## Excerto do texto
= = =

Batalhas
Esta semana, enquanto parece que fomos derrotados novamente em Alcácer Quibir, estive a rever a estratégia de Aljubarrota e é um daqueles episódios em que realmente contou a estratégia montada (recomendo vivamente ir-se ao Centro Interpretativo da Batalha de Aljubarrota, muito bem feito e pedagógico).
As tropas portuguesas, naquele dia de 14 de Agosto eram várias vezes inferiores em dimensão às tropas castelhanas. D. Nuno Álvares Pereira tinha batido o pé no conselho: devíamos dar pleito aos espanhóis; o Rei não concordou com ele e o Condestável sai sozinho, pelo seu pé. A alternativa a uma refrega agora seria um avanço de D. Juan sobre Lisboa, que nós não iríamos conseguir aguentar: era essa a tese de D. Nuno. Assim, seria melhor uma antecipação. Um ou dois dias depois, D. João I revê a sua posição e junta-se a ele.
D. Nuno Álvares Pereira muda pelo menos uma vez de palco de operações, até encontrar aquele que melhor servia os seus intentos: apanhar os espanhóis sem que eles tivessem espaço para manobra, ao fim ao cabo, encurralá-los num desfiladeiro. A técnica de organização do seu exército tê-la-á aprendido na Guerra dos 100 anos e compreendia a construção de fossos que mais dificultassem a progressão do inimigo. Archeiros disparariam revoadas de setas, lançando uma terrível chuva mortal sobre os castelhanos. Nas nossas tropas contávamos com mais de um milhar de soldados britânicos.
Diz-se que terá havido precipitação por parte dos espanhóis, sobretudo de cavaleiros jovens que achavam que a vitória seria garantida e por isso, sem que tivesse sido dada ordem de ataque, saem em posição de combate.

= = =

## Lista de dados
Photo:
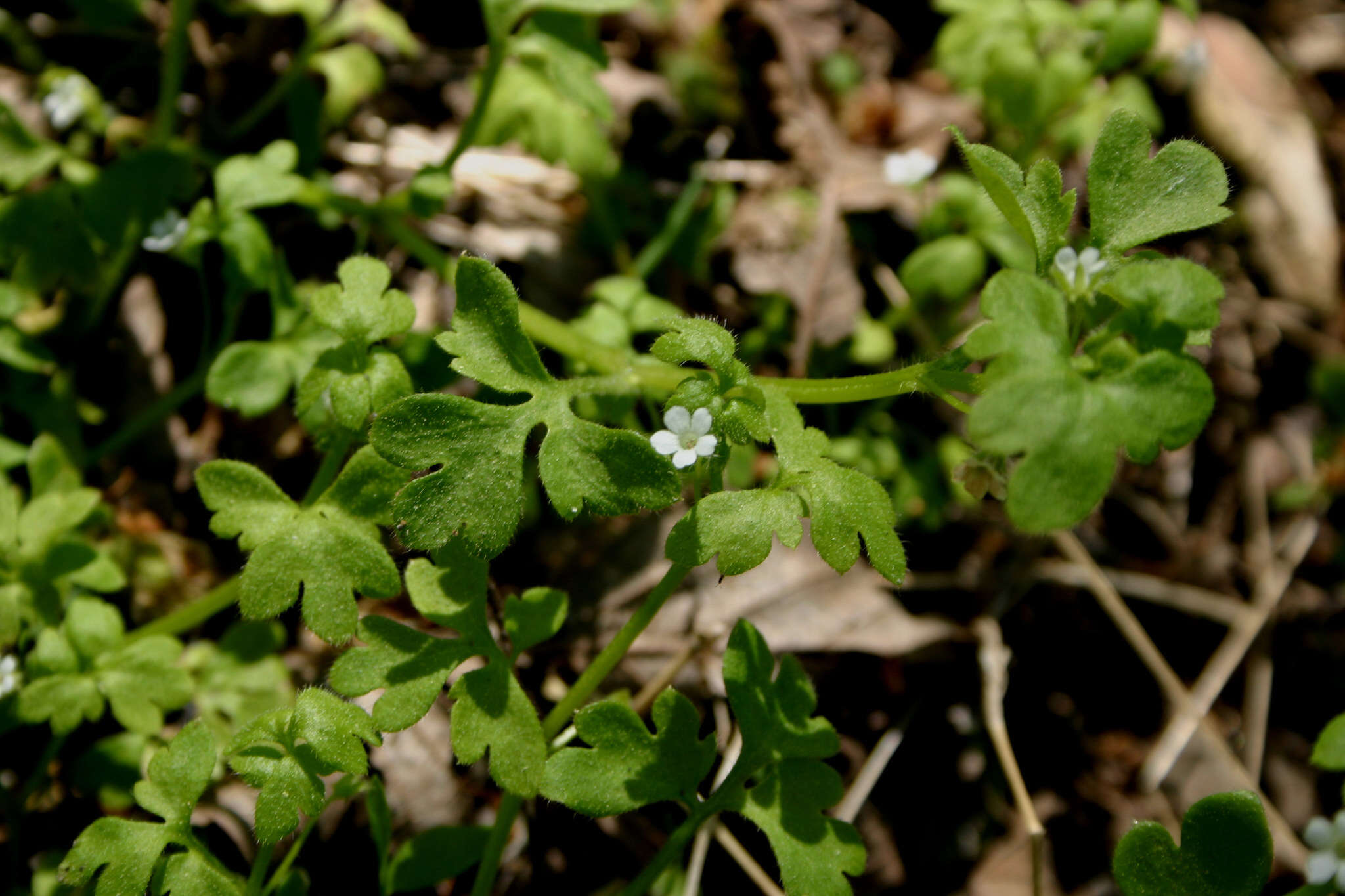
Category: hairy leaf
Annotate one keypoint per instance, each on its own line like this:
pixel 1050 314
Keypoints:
pixel 738 527
pixel 1225 851
pixel 76 671
pixel 127 852
pixel 490 712
pixel 627 767
pixel 1033 205
pixel 286 753
pixel 1134 199
pixel 324 551
pixel 478 492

= = =

## Exercício proposto A
Reescreva em forma de lista, mantendo os factos principais, o parágrafo do excerto que começa por "D. Nuno Álvares Pereira muda pelo menos uma vez de palco de operações".
## Exercício proposto B
Repita, sem qualquer alteração, o trecho do excerto desde "D. Nuno Álvares Pereira muda" até "posição de combate.", incluindo estas últimas palavras.
Os dados provêm de outra fonte.

## Resposta A
- D. Nuno Álvares Pereira mudou pelo menos uma vez de palco de operações até encontrar o que melhor servia os seus intentos: encurralar os espanhóis num desfiladeiro, sem espaço para manobra.
- Terá aprendido a técnica de organização do seu exército na Guerra dos 100 anos. Essa técnica incluía a construção de fossos para dificultar a progressão do inimigo.
- Os archeiros disparariam revoadas de setas sobre os castelhanos.
- As tropas portuguesas contavam com mais de um milhar de soldados britânicos.

## Resposta B
D. Nuno Álvares Pereira muda pelo menos uma vez de palco de operações, até encontrar aquele que melhor servia os seus intentos: apanhar os espanhóis sem que eles tivessem espaço para manobra, ao fim ao cabo, encurralá-los num desfiladeiro. A técnica de organização do seu exército tê-la-á aprendido na Guerra dos 100 anos e compreendia a construção de fossos que mais dificultassem a progressão do inimigo. Archeiros disparariam revoadas de setas, lançando uma terrível chuva mortal sobre os castelhanos. Nas nossas tropas contávamos com mais de um milhar de soldados britânicos.
Diz-se que terá havido precipitação por parte dos espanhóis, sobretudo de cavaleiros jovens que achavam que a vitória seria garantida e por isso, sem que tivesse sido dada ordem de ataque, saem em posição de combate.